PASSAGE GIVEN:
• • • • •
Experiments in this field of social sciences seek to understand what has really made a difference in people’s lives. There are remarkably interesting conclusions. This is the case of the project carried out in the second half of the 1980s, designed and implemented by Sally Grantham-McGregor, professor emeritus at University College London, and which subsidized the creation of the Reach Up Program(https://www.reachupandlearn.com/).

Working with children between 9 and 24 months of age in Kingston, Jamaica, the intervention called Jamaica Supplementation and Stimulation Study or Jamaica Study involved 213 participants divided into four groups, all made up of children with delayed physical development – which is usually correlated with malnutrition. One group received psychosocial stimulation and the other, supplementary nutrition. A third included children who were given both treatments. For the last, the control group, no intervention was offered. The Jamaican study also covered a comparison group, with children who did not suffer from developmental delay and lived in the same neighborhood as the group under treatment. The work on the first group (that of psychosocial stimulation) consisted of weekly visits by community health workers and a direct approach to their parents, who were encouraged and taught to interact with the child using a specific protocol designed to develop cognitive and psychosocial skills. Over two years, these professionals taught parenting skills.

Family in Kingston: Jamaican capital was the scene of a revealing study on the impact of
psychosocial stimuli in early childhood on low-income individuals.

Two decades later, economist Paul Gertler (University of California Berkeley) led a series of interviews with individuals who had participated in the project in the 1980s. In this reunion, it was found that children from families visited by community health workers in the past and subjected to psychosocial stimulation became adults with income gains about 25% higher than the average of the control group, which participated in the study without receiving any type of treatment – a gain that equated them to the comparison group of children without physical developmental delay at the time of the experiment.
• • • • •
MATERIAL PROVIDED:
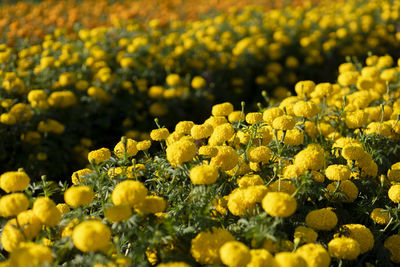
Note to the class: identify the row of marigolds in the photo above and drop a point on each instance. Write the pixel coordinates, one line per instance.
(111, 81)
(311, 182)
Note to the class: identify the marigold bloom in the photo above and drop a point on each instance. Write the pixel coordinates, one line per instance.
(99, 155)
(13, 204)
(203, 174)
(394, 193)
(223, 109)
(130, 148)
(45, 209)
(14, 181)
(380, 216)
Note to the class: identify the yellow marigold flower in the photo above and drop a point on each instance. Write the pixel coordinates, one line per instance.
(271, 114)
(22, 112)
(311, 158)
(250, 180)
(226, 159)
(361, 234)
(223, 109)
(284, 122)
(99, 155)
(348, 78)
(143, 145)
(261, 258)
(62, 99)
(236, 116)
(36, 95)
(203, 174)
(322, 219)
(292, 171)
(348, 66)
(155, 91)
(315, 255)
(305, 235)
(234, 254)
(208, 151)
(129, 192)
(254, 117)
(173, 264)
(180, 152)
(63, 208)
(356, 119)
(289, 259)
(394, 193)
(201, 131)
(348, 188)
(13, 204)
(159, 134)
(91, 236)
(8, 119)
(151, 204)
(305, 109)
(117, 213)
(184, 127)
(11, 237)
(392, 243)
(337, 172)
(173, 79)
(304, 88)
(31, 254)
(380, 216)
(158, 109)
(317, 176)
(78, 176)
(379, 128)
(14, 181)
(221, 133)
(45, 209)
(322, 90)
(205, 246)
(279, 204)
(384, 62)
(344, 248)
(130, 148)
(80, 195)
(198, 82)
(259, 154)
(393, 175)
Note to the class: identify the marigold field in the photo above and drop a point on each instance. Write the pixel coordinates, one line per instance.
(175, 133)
• • • • •
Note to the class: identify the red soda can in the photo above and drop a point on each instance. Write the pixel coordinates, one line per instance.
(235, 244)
• • • • •
SET TASK: In the passage about the Jamaica Study, how many participants did the intervention involve? The entries were taken from a different source than the passage.

FINAL RESULT: 213 participants.